### Problem 1
According to the article on Sharat Singh Bhandari, how many candidates are in the race in Mahottari 2 this time?
### Problem 2
Reproduce without changes the part of the article on Sharat Singh Bhandari that opens with the words containing "On paper, 19" and closes with "delivery feels hollow.".

By Our Reporter
Sharat Singh Bhandari is back on the ballot in Mahottari 2. At 71, with 44 years of electoral politics behind him and 19 stints as minister, he is once again asking voters for trust. He says this was not his choice, that the party pushed him to contest. Some voters have heard that line before.
His career began in the Panchayat era. He won National Panchayat elections in 1981 and 1986, entered government as assistant minister, and then adapted smoothly to multiparty democracy after 1990. He has switched parties over time and now represents Janata Samajbadi Party Nepal. He lost in 2013 but returned in 2017 and 2022. The pattern is clear. Setback, recalibration, comeback.
The bigger question is not how long he has survived. It is why.
On paper, 19 ministerial positions should leave a visible mark. Yet local complaints are blunt. Roads remain incomplete. Projects such as Bharpurra Loharpatti road and Piprari road were inaugurated years ago but still drag on. Health services are weak. None of the six local units in the constituency has a hospital. People travel to Jaleshwar or Janakpur for basic treatment.
One voter put it sharply. If even one major project had been completed during each ministerial term, there would be 19 clear achievements by now. That frustration reflects a wider national mood. Experience without delivery feels hollow.
And still, Bhandari keeps winning.
Part of the answer lies in the structure of Nepali politics. Elections are not fought only on development indicators. They are fought on networks, identity, and access. Leaders like Bhandari build dense local connections over decades. They know ward leaders, contractors, local influencers. They attend weddings, funerals, party meetings. Politics becomes personal.
He has also positioned himself as a voice for Madhes issues. Party leaders defend him on that ground. They argue that he has consistently raised regional concerns at the center. For many voters, symbolic representation matters. Being heard in Kathmandu sometimes counts as much as a completed road.
There is also the art of survival. Bhandari has shown political agility. He has shifted loyalties and party affiliations when necessary. Some call that opportunism. Others call it adaptability. In a fluid coalition era, leaders who can read the wind tend to last longer. Controversial remarks have not ended his career. In fact, controversy often keeps a leader visible.
This is not unique to Mahottari. Across Nepal, several veteran politicians have stayed in office despite limited visible progress. They rely on brand recognition, party machinery, and fragmented opposition. When challengers are divided among many candidates, a seasoned operator can win with a relatively small but loyal base.
This time, the contest looks tighter. There are 37 candidates. Observers expect a close fight between Bhandari and Nepali Congress candidate Kiran Yadav. There is also a louder call for generational change. Younger voters question why the same faces dominate decade after decade.
Bhandari’s fresh test is not just electoral. It is symbolic. Can a leader with four decades of experience convince voters that continuity still serves them? Or will frustration over unfinished projects and weak services finally outweigh familiarity?
In the end, repeated victories say as much about voters as about the candidate. When systems reward loyalty over performance, seasoned politicians thrive. If Mahottari chooses differently this time, it may signal that patience has limits.

### Exercise data

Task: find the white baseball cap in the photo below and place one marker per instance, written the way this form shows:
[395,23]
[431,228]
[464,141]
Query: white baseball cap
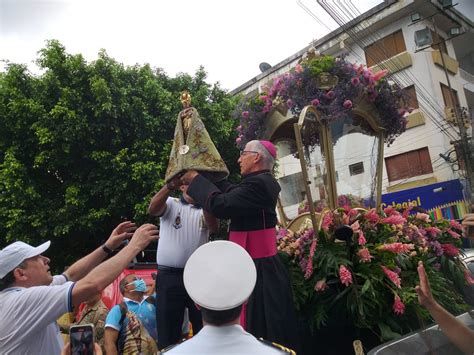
[220,275]
[13,255]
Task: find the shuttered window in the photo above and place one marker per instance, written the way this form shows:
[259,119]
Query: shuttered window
[409,164]
[356,169]
[448,102]
[438,43]
[385,48]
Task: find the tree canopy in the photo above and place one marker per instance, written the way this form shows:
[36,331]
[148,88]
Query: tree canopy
[85,145]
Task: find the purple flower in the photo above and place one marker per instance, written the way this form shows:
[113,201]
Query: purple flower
[355,81]
[330,95]
[347,104]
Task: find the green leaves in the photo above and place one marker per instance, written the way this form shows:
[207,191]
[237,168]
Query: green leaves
[85,145]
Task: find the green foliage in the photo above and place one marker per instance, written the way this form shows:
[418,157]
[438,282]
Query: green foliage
[368,282]
[85,145]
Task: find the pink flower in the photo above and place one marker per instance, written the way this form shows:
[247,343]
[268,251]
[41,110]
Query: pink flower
[330,94]
[321,286]
[398,306]
[397,247]
[364,255]
[345,275]
[455,224]
[355,226]
[433,231]
[394,219]
[355,81]
[450,250]
[309,267]
[347,104]
[281,232]
[393,276]
[453,234]
[468,277]
[352,212]
[372,216]
[327,222]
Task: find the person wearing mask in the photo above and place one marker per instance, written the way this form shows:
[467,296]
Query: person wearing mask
[133,319]
[31,299]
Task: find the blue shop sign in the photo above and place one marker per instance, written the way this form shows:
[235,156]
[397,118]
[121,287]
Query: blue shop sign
[441,200]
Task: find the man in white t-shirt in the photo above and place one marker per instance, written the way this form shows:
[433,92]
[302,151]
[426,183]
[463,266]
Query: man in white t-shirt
[183,228]
[31,299]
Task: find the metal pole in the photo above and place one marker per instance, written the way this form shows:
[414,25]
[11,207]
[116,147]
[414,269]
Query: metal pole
[465,149]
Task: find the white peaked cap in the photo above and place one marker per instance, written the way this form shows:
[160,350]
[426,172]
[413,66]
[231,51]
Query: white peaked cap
[220,275]
[14,254]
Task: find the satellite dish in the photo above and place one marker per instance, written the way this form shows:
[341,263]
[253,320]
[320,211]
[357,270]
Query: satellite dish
[264,66]
[423,37]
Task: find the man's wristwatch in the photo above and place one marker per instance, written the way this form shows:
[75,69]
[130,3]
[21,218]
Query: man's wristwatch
[106,249]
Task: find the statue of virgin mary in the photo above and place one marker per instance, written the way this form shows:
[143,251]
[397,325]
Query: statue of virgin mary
[192,147]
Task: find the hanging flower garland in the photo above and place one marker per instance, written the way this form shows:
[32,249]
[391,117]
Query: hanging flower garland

### Response area 1
There are 37 candidates.

### Response area 2
On paper, 19 ministerial positions should leave a visible mark. Yet local complaints are blunt. Roads remain incomplete. Projects such as Bharpurra Loharpatti road and Piprari road were inaugurated years ago but still drag on. Health services are weak. None of the six local units in the constituency has a hospital. People travel to Jaleshwar or Janakpur for basic treatment.
One voter put it sharply. If even one major project had been completed during each ministerial term, there would be 19 clear achievements by now. That frustration reflects a wider national mood. Experience without delivery feels hollow.